ENTRIES PROVIDED:
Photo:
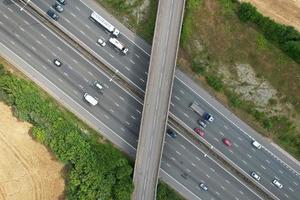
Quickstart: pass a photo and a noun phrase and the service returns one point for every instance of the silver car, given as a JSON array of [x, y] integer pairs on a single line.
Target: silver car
[[203, 186]]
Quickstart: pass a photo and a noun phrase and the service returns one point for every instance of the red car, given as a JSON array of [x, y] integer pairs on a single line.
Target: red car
[[199, 132], [227, 142]]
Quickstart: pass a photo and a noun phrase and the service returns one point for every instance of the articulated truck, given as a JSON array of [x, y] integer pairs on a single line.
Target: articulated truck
[[100, 20], [118, 45]]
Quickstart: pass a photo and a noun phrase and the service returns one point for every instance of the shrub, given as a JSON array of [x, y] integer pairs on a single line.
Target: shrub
[[96, 171], [286, 37]]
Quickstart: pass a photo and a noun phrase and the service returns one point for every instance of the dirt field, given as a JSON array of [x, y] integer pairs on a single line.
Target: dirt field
[[27, 170], [283, 11]]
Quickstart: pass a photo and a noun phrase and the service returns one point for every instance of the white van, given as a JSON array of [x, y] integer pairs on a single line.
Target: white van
[[91, 100]]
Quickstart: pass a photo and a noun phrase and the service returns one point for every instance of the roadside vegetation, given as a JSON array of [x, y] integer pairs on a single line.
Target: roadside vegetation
[[222, 38], [228, 38], [95, 169]]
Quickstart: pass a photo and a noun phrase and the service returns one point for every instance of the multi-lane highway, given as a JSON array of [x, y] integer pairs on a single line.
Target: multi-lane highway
[[262, 161], [33, 48], [135, 65], [157, 98]]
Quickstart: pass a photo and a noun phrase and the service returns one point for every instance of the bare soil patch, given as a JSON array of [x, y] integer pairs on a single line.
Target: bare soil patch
[[282, 11], [27, 170]]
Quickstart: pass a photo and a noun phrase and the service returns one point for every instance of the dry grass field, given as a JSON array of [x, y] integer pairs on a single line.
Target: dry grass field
[[282, 11], [27, 170]]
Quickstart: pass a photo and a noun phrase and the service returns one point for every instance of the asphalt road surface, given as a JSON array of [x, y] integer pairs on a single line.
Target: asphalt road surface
[[268, 162], [32, 47], [157, 98]]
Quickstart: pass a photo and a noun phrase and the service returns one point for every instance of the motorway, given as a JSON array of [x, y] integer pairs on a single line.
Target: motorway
[[33, 48], [135, 67], [157, 98]]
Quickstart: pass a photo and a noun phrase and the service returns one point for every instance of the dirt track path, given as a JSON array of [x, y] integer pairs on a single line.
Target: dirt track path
[[27, 170], [283, 11]]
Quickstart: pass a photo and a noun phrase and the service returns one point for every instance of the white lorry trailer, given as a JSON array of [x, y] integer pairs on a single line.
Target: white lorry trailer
[[196, 108], [116, 43], [91, 100], [97, 18]]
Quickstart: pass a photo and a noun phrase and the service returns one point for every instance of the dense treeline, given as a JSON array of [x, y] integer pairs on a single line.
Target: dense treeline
[[96, 170], [286, 37]]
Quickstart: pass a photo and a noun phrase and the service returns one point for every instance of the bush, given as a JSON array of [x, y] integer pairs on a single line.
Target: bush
[[286, 37], [166, 193], [96, 171], [215, 82]]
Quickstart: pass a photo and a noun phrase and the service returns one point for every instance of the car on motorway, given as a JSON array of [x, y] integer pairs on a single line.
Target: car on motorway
[[101, 42], [98, 85], [227, 142], [202, 123], [53, 15], [171, 133], [255, 176], [203, 186], [57, 62], [90, 99], [256, 144], [208, 117], [58, 7], [277, 183], [63, 2], [199, 131]]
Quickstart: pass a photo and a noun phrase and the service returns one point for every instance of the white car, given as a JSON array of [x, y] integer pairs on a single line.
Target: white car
[[101, 42], [202, 123], [57, 63], [203, 186], [256, 144], [277, 184], [98, 85], [255, 176]]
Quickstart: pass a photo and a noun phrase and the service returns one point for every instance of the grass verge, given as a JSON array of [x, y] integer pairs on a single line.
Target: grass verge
[[96, 170]]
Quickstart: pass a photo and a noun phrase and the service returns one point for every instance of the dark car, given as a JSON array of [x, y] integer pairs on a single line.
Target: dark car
[[203, 186], [227, 142], [171, 133], [58, 7], [63, 2], [199, 131], [53, 15], [57, 62], [202, 123]]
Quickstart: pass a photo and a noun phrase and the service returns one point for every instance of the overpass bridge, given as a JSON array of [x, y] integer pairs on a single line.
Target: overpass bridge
[[157, 97]]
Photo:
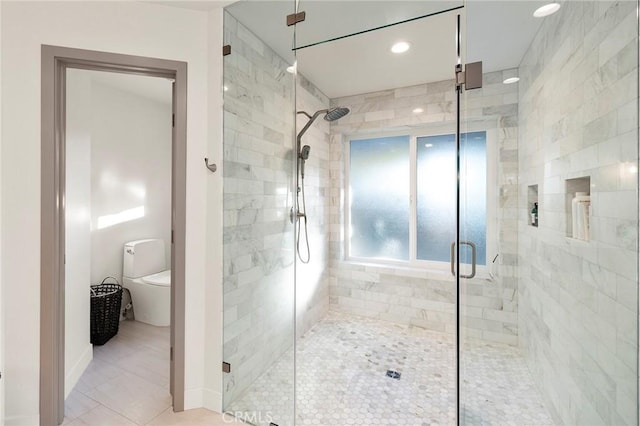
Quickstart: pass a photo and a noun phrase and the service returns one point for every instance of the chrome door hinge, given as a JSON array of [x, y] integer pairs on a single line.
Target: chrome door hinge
[[294, 18], [471, 77]]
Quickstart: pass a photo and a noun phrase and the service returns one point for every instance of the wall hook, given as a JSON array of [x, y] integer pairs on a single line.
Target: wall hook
[[211, 167]]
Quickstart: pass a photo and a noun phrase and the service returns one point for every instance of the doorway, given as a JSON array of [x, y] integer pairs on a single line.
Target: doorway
[[56, 61]]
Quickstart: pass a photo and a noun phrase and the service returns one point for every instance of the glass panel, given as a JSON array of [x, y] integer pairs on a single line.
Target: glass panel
[[379, 198], [375, 332], [473, 194], [436, 195], [258, 234], [552, 326], [352, 17]]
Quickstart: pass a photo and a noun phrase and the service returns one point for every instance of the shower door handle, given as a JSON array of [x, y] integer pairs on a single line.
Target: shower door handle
[[473, 259]]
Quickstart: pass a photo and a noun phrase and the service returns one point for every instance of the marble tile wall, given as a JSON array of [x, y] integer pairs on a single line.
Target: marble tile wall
[[578, 299], [258, 235], [427, 298]]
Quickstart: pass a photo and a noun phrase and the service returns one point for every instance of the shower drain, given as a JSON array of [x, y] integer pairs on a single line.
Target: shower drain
[[393, 374]]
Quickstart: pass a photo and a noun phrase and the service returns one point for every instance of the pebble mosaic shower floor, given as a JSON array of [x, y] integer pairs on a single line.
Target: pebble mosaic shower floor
[[342, 365]]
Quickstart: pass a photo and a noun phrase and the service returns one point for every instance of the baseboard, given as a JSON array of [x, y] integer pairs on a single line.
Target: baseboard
[[212, 400], [193, 399], [73, 375], [22, 420]]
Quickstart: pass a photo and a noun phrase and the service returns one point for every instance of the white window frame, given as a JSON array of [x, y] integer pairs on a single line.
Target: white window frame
[[482, 271]]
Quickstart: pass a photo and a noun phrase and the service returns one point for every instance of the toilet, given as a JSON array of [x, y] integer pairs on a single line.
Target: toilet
[[145, 275]]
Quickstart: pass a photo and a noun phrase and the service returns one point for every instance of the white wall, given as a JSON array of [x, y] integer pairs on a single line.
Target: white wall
[[78, 349], [130, 168], [122, 27]]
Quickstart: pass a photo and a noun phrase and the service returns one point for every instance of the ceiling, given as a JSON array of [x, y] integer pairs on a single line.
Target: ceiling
[[499, 32]]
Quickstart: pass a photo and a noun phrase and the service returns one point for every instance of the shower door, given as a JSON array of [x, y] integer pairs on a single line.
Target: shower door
[[375, 303], [259, 294], [548, 322]]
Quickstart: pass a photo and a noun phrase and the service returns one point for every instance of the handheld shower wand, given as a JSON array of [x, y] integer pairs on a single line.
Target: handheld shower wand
[[303, 155]]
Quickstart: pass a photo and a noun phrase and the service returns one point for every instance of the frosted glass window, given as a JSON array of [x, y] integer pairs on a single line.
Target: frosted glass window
[[379, 174], [436, 196]]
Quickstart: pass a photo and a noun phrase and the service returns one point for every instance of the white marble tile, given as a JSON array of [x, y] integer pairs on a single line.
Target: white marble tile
[[341, 366]]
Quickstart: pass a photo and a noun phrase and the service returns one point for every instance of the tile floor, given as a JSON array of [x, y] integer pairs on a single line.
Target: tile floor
[[127, 383], [342, 364]]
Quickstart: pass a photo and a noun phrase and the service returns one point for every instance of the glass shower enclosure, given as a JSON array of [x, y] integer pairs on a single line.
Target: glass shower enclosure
[[417, 259]]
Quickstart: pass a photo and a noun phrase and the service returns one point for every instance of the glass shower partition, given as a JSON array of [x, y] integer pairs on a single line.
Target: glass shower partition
[[258, 241], [549, 323], [375, 314]]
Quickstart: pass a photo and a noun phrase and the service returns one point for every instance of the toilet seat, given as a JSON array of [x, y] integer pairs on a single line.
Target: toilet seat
[[162, 279]]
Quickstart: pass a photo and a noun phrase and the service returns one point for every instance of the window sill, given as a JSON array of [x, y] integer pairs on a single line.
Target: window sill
[[415, 271]]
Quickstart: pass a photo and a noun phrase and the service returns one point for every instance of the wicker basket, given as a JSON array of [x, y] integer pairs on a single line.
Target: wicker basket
[[106, 299]]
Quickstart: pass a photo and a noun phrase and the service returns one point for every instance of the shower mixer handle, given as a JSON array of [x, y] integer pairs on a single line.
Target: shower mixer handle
[[297, 215]]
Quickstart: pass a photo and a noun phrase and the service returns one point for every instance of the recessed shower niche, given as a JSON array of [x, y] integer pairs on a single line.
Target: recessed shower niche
[[532, 205], [578, 207]]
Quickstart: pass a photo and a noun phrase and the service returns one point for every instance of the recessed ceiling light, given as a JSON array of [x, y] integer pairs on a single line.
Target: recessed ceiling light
[[400, 47], [546, 10]]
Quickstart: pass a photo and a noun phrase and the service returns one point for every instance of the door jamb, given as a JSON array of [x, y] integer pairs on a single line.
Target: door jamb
[[55, 61]]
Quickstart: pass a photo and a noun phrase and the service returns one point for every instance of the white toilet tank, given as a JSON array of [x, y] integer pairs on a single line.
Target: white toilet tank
[[143, 257]]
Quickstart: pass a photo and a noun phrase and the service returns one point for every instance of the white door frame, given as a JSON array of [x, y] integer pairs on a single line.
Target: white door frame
[[55, 61]]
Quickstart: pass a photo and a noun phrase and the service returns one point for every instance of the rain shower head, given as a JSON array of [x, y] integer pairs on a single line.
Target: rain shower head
[[332, 114], [336, 113]]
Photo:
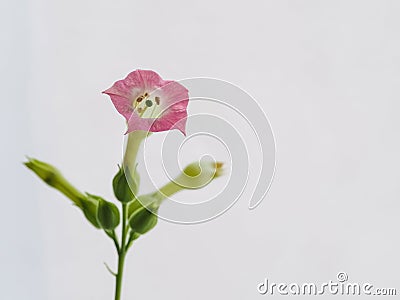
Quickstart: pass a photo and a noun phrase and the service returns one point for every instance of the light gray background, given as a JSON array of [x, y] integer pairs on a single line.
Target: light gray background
[[327, 74]]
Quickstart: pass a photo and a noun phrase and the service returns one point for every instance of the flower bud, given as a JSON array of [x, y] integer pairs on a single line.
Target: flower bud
[[124, 188], [195, 176], [53, 178], [142, 221], [107, 213]]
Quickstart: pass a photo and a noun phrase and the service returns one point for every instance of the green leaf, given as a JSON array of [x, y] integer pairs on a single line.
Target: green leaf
[[142, 221]]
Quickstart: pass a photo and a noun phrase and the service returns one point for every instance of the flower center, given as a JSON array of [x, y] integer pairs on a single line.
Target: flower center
[[145, 106]]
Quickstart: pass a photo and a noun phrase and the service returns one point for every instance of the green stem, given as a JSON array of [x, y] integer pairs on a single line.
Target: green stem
[[135, 138], [121, 255]]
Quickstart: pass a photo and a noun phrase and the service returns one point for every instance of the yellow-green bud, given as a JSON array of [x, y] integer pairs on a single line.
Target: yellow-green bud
[[125, 188], [107, 214], [142, 221], [54, 178], [194, 176]]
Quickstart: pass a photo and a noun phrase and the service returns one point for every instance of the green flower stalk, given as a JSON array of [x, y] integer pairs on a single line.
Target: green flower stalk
[[149, 104]]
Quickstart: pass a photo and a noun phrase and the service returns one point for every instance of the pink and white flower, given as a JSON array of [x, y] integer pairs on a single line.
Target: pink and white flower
[[150, 103]]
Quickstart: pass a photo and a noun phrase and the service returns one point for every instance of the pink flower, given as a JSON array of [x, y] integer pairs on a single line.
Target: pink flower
[[150, 103]]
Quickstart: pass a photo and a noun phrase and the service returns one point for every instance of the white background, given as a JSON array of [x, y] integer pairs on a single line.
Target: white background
[[327, 74]]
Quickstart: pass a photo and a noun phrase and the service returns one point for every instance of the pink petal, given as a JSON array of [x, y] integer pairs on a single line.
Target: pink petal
[[150, 79]]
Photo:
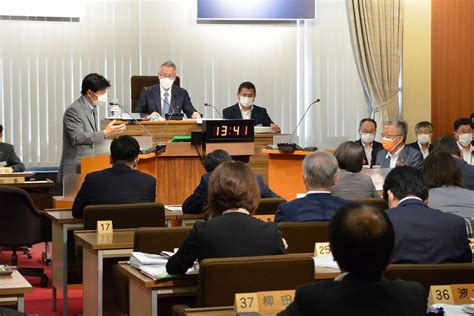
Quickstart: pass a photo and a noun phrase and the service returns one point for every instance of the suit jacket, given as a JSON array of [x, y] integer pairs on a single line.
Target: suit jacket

OBJECTIVE:
Copy out the listing, word for word, from its start through the line containing "[[96, 171], [286, 37]]", including that line. Leave out the pictures.

THE ANSWER:
Photo:
Quickstart: pass a photo and a noun phrase and the service returns one point for every instance of the silver car, given as a JSON array of [x, y] integer pairs on a single line.
Target: silver car
[[203, 186]]
Quickstart: pass a photo and a noun phrase and the service returns one point for every instance of the red car, given as a JSON array of [x, y] integer pairs on a single line.
Target: red car
[[199, 132], [227, 142]]
Quickstart: pass a photo and a noun phrase and the service returns one point for every instance of the articulated truck, given as a JSON array of [x, y] integer pairs on a single line.
Target: articulated truck
[[100, 20], [118, 45]]
Quickstart: pass a photo and a noun phrase and the service returns one point for every instance of the shrub, given as a JSON array of [x, y] integer pairs on a single line.
Target: shrub
[[96, 171], [286, 37]]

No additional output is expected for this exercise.